(Records from a data source)
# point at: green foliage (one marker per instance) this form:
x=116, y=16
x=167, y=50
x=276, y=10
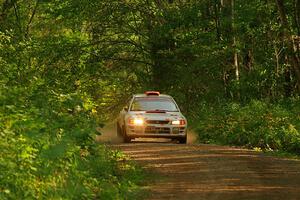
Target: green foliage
x=49, y=152
x=257, y=124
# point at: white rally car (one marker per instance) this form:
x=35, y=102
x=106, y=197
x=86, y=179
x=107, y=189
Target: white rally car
x=152, y=115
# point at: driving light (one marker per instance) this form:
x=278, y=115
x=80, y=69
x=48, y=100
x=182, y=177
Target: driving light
x=178, y=122
x=136, y=121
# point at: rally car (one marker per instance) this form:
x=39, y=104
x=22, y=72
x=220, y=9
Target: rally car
x=152, y=115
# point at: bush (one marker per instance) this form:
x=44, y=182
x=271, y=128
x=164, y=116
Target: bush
x=258, y=124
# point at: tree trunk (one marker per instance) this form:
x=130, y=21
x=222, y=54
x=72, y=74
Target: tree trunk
x=289, y=41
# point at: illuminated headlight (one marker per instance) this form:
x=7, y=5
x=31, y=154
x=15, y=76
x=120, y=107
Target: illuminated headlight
x=136, y=121
x=178, y=122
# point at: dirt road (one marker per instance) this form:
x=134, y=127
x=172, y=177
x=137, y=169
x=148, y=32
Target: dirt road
x=214, y=172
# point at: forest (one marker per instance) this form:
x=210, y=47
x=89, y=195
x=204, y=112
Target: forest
x=68, y=67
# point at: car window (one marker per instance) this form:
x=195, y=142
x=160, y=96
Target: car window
x=153, y=104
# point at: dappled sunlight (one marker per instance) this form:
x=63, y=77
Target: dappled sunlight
x=215, y=172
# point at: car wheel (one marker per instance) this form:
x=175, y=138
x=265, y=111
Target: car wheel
x=182, y=140
x=125, y=137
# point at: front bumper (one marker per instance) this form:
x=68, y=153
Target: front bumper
x=156, y=131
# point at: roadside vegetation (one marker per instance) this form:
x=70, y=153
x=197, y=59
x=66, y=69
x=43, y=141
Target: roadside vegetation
x=67, y=67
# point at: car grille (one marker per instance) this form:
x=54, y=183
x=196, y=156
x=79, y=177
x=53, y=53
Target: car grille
x=157, y=121
x=162, y=130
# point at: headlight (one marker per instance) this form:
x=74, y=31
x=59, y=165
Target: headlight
x=136, y=121
x=178, y=122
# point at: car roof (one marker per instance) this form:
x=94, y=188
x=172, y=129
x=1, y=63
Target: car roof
x=152, y=96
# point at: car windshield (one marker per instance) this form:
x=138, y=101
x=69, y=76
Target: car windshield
x=153, y=104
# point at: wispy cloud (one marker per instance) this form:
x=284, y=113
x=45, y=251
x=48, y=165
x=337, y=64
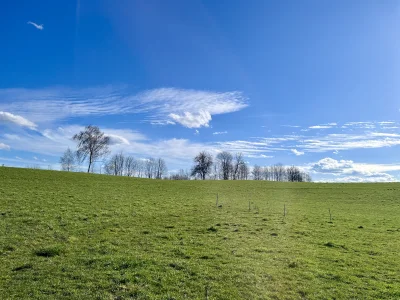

→ Work order
Exclude the images, then output the data above word for word.

→ Exercise response
# point at: green foliage (one marker per instance) this form:
x=116, y=16
x=167, y=50
x=276, y=10
Target: green foliage
x=49, y=152
x=257, y=124
# point at: white rally car (one marker per instance) this form:
x=35, y=102
x=106, y=197
x=86, y=179
x=107, y=189
Target: white rally car
x=152, y=115
# point at: driving light (one marker per instance) this form:
x=278, y=115
x=80, y=69
x=48, y=100
x=182, y=177
Target: driving light
x=178, y=122
x=136, y=121
# point at: rally car (one marker per instance) this form:
x=39, y=104
x=22, y=72
x=220, y=9
Target: rally car
x=152, y=115
# point at: bush (one marker per instance) this form:
x=44, y=182
x=271, y=128
x=164, y=116
Target: bush
x=258, y=124
# point at: tree trunk (one marker per instance) this form:
x=130, y=21
x=222, y=54
x=72, y=74
Target: tree trunk
x=289, y=41
# point at: illuminated headlight (one marker per instance) this form:
x=7, y=5
x=31, y=154
x=15, y=76
x=120, y=107
Target: illuminated headlight
x=136, y=121
x=178, y=122
# point at: dirt road (one marker per instance) this form:
x=134, y=127
x=172, y=177
x=137, y=169
x=148, y=32
Target: dirt road
x=214, y=172
# point at: forest (one marker per instance) this form:
x=210, y=47
x=89, y=195
x=204, y=112
Target: forest
x=68, y=67
# point at: car window (one marker per instance) this form:
x=195, y=142
x=160, y=96
Target: car window
x=153, y=104
# point at: dappled sunlight (one marker per instance) this form:
x=63, y=77
Target: dappled sunlight
x=215, y=172
# point at: car wheel (one marker per instance) this form:
x=175, y=138
x=265, y=111
Target: car wheel
x=182, y=140
x=125, y=137
# point at: front bumper (one marker per instance) this form:
x=68, y=153
Target: front bumper
x=156, y=131
# point at: roadside vegetation (one marker per instance) this form:
x=70, y=153
x=197, y=59
x=66, y=69
x=43, y=141
Target: roadside vegetation
x=67, y=67
# point at: car grille (one marker per instance) this form:
x=54, y=183
x=196, y=156
x=79, y=177
x=53, y=53
Target: car grille
x=157, y=121
x=162, y=130
# point at: headlight (one marker per instance) this form:
x=74, y=31
x=59, y=165
Target: headlight
x=136, y=121
x=178, y=122
# point at: car roof (one marker per instance) this form:
x=94, y=188
x=172, y=129
x=1, y=63
Target: car roof
x=152, y=96
# point at: car windshield (one marker per instance) this form:
x=138, y=101
x=69, y=76
Target: car windshield
x=153, y=104
# point at: wispy cloud (one marker per instance) this form:
x=284, y=113
x=45, y=251
x=48, y=165
x=337, y=64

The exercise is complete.